▶ **TASK TO COMPLETE**: Which lines in the records below contain the word "windshield"? Pull out each of those lines and copy it.
Start
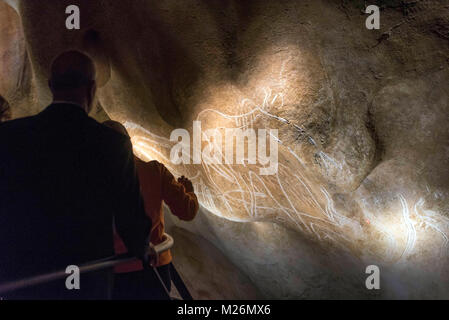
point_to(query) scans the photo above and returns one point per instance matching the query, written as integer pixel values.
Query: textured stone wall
(361, 115)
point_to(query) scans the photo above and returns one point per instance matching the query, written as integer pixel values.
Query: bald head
(117, 126)
(73, 79)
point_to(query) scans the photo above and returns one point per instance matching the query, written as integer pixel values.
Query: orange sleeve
(182, 204)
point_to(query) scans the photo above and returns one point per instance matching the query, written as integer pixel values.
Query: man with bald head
(64, 180)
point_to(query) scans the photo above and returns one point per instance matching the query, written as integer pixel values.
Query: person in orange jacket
(157, 185)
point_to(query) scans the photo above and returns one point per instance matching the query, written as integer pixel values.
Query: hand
(186, 183)
(152, 256)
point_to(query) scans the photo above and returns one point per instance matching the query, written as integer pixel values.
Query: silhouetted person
(5, 110)
(157, 185)
(64, 178)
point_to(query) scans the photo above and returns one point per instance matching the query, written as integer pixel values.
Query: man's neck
(65, 101)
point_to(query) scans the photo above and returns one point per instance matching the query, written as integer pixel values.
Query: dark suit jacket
(64, 178)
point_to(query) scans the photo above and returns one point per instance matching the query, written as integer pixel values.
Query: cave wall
(361, 115)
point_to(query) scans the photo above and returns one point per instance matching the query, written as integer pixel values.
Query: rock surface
(361, 115)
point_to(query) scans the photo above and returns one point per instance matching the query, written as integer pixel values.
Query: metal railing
(85, 268)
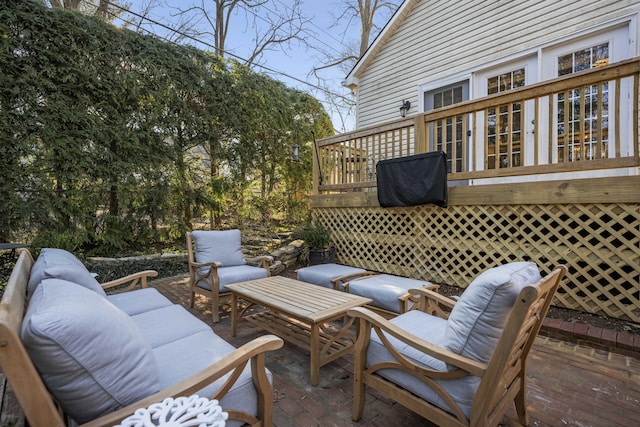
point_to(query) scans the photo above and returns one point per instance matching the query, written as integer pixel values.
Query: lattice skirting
(599, 243)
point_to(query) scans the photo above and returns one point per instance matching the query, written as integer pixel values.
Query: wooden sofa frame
(503, 378)
(39, 406)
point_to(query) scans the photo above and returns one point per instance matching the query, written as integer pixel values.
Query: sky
(292, 63)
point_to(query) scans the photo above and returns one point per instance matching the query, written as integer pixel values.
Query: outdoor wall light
(404, 108)
(296, 153)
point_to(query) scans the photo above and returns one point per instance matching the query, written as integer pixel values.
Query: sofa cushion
(323, 274)
(55, 263)
(90, 354)
(385, 289)
(432, 329)
(180, 359)
(234, 274)
(479, 316)
(166, 324)
(139, 300)
(221, 246)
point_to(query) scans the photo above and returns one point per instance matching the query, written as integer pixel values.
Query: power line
(204, 43)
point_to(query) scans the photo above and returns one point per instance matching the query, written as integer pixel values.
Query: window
(505, 123)
(449, 134)
(583, 113)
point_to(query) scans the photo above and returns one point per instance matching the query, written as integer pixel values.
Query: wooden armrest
(214, 264)
(263, 261)
(234, 360)
(132, 279)
(433, 350)
(351, 276)
(259, 258)
(429, 292)
(432, 302)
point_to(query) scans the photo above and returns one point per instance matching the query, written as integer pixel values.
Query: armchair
(216, 260)
(464, 370)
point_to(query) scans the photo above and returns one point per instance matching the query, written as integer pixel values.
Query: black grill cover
(413, 180)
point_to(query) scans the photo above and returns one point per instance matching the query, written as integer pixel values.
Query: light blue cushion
(139, 300)
(90, 354)
(323, 274)
(55, 263)
(235, 274)
(219, 246)
(432, 329)
(167, 324)
(385, 289)
(180, 359)
(479, 316)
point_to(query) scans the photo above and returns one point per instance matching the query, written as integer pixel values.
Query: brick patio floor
(569, 384)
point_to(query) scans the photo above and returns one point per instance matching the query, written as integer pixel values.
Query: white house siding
(440, 41)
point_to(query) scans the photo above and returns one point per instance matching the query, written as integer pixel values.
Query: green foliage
(316, 236)
(112, 139)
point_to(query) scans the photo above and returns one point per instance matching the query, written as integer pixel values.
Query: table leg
(315, 353)
(234, 314)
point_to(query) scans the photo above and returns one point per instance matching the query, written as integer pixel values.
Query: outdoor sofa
(102, 357)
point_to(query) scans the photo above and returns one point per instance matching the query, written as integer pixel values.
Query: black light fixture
(296, 153)
(404, 108)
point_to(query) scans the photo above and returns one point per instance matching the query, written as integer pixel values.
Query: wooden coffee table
(298, 312)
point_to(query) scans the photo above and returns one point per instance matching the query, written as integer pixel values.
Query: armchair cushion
(220, 246)
(53, 263)
(90, 354)
(479, 316)
(432, 329)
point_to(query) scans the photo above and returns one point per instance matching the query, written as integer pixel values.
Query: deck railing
(583, 121)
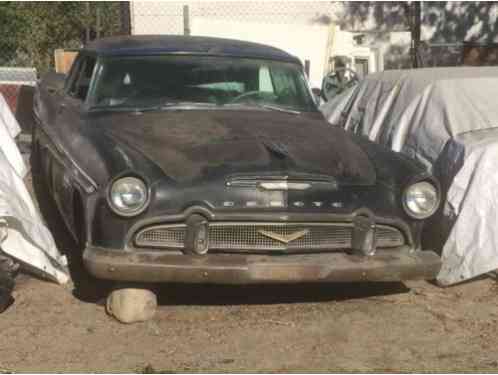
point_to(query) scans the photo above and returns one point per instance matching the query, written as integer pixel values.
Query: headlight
(421, 200)
(128, 196)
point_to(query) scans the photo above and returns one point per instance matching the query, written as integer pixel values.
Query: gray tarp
(23, 235)
(419, 112)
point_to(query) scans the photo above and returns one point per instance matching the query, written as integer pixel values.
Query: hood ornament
(284, 238)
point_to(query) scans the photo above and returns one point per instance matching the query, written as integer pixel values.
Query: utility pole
(97, 20)
(87, 27)
(415, 26)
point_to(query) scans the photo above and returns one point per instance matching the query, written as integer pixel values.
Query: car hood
(189, 145)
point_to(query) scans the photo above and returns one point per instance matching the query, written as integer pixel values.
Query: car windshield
(156, 81)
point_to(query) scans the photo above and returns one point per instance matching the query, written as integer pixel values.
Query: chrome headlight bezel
(119, 207)
(420, 188)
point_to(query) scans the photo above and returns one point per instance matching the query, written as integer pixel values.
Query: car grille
(170, 236)
(246, 237)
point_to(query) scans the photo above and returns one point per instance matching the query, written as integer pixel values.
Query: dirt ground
(385, 327)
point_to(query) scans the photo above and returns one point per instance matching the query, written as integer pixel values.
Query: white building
(306, 29)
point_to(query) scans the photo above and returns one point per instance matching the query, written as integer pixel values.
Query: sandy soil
(388, 327)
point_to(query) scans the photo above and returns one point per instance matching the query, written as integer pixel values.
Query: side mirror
(54, 82)
(317, 93)
(338, 81)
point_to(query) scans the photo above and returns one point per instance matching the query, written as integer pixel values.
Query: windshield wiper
(279, 109)
(269, 107)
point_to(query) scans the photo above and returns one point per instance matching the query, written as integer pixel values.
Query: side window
(81, 80)
(265, 83)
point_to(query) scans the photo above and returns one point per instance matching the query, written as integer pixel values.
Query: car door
(69, 120)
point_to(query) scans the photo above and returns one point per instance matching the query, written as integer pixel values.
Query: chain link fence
(31, 32)
(176, 17)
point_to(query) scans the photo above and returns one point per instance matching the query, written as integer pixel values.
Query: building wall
(303, 28)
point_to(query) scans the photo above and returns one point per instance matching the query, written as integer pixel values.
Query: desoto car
(203, 160)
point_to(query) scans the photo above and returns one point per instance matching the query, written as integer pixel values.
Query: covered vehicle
(437, 116)
(24, 239)
(187, 159)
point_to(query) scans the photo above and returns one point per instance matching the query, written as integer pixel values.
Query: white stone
(130, 305)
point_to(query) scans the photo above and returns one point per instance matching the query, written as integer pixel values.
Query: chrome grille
(170, 236)
(247, 236)
(319, 236)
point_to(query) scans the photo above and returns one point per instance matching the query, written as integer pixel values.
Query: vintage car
(203, 160)
(446, 119)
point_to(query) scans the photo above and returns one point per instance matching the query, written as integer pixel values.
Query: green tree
(33, 30)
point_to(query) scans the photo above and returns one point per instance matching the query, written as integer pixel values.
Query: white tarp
(419, 112)
(24, 236)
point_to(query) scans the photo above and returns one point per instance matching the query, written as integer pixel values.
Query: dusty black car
(202, 160)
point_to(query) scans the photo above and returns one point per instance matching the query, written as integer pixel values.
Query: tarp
(24, 236)
(469, 163)
(430, 115)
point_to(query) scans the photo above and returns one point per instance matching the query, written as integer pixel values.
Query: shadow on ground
(89, 289)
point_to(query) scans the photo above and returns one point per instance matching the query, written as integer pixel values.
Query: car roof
(179, 44)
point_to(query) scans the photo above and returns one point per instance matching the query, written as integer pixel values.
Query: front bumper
(395, 264)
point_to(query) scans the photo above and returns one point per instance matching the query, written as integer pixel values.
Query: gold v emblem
(284, 238)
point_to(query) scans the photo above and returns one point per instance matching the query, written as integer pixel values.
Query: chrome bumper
(395, 264)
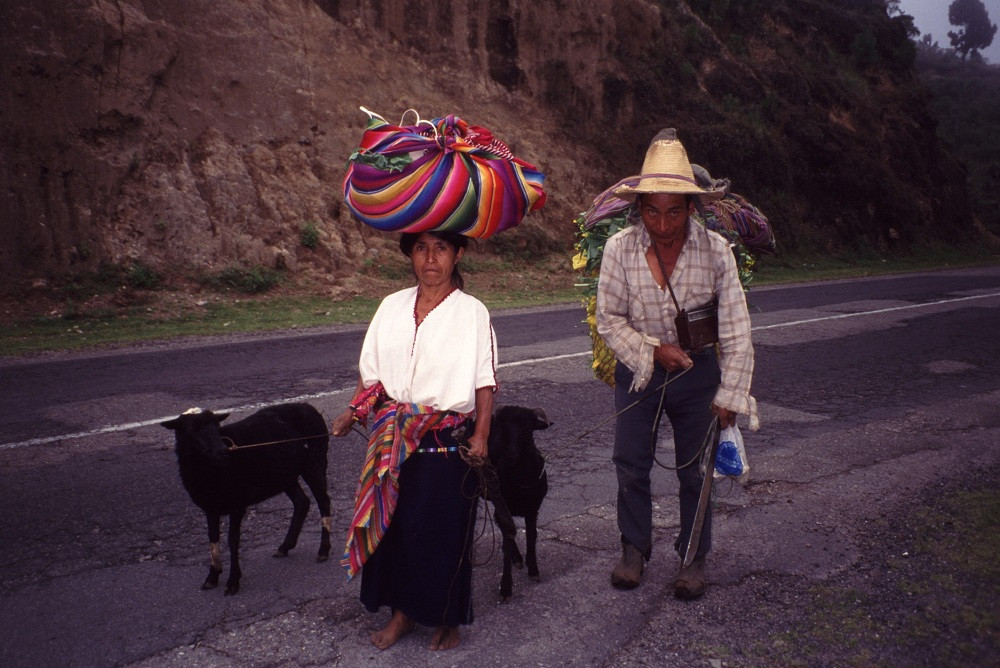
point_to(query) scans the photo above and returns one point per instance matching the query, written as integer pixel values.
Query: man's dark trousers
(688, 407)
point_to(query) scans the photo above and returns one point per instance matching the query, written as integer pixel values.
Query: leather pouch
(699, 327)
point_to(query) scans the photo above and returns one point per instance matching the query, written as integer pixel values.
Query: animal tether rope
(660, 388)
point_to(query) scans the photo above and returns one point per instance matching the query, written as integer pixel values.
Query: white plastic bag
(731, 458)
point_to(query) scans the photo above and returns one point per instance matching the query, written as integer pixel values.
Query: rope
(233, 446)
(662, 388)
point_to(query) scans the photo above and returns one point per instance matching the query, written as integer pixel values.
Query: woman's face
(433, 260)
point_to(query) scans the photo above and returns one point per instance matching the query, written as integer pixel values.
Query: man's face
(665, 216)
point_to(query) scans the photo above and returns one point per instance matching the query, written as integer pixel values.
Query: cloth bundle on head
(440, 175)
(735, 214)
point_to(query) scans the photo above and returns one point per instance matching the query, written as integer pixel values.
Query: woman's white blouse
(442, 362)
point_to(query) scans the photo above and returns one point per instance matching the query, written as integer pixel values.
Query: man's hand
(727, 418)
(671, 357)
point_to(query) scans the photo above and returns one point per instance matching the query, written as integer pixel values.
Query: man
(635, 317)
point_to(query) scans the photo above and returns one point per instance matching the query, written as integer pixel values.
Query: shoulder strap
(663, 271)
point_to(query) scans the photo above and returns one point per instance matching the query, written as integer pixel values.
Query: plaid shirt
(634, 315)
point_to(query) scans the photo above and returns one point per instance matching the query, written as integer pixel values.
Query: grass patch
(251, 281)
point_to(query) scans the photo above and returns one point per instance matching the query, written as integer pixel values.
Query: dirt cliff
(190, 136)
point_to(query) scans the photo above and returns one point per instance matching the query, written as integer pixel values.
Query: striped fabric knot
(397, 428)
(440, 175)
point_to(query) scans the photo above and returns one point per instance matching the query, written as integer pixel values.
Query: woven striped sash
(395, 433)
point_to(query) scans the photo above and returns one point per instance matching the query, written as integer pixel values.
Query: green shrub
(309, 236)
(254, 280)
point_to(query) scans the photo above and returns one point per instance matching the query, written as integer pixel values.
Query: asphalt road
(872, 393)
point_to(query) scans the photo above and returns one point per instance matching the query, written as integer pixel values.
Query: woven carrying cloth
(396, 431)
(440, 175)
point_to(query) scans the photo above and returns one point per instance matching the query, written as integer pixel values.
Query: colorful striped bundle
(440, 175)
(395, 434)
(734, 213)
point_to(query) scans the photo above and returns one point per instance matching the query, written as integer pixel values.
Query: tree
(976, 32)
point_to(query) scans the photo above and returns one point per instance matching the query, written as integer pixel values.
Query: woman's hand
(341, 424)
(671, 357)
(478, 446)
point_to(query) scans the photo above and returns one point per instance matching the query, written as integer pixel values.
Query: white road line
(536, 360)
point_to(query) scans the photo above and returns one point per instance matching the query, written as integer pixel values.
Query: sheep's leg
(215, 553)
(235, 524)
(531, 538)
(317, 485)
(508, 533)
(300, 505)
(506, 580)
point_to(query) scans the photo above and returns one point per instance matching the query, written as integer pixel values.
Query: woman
(428, 364)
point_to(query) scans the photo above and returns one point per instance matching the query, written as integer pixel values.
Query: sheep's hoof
(212, 581)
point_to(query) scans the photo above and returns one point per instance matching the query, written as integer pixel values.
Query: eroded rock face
(193, 135)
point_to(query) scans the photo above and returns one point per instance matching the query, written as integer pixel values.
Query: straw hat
(666, 169)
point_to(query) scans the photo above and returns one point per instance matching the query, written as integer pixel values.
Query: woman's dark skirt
(423, 565)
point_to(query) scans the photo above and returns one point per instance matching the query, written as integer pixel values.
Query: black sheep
(523, 482)
(224, 475)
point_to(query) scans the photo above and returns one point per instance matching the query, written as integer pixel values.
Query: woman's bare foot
(399, 625)
(446, 637)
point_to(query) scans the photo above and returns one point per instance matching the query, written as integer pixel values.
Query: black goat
(224, 475)
(523, 482)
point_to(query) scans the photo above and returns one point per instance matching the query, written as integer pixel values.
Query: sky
(931, 16)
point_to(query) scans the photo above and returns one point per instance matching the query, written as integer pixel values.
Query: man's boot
(628, 572)
(690, 582)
End
▶ **RIGHT ANSWER**:
Query: car windshield
Query: windshield wiper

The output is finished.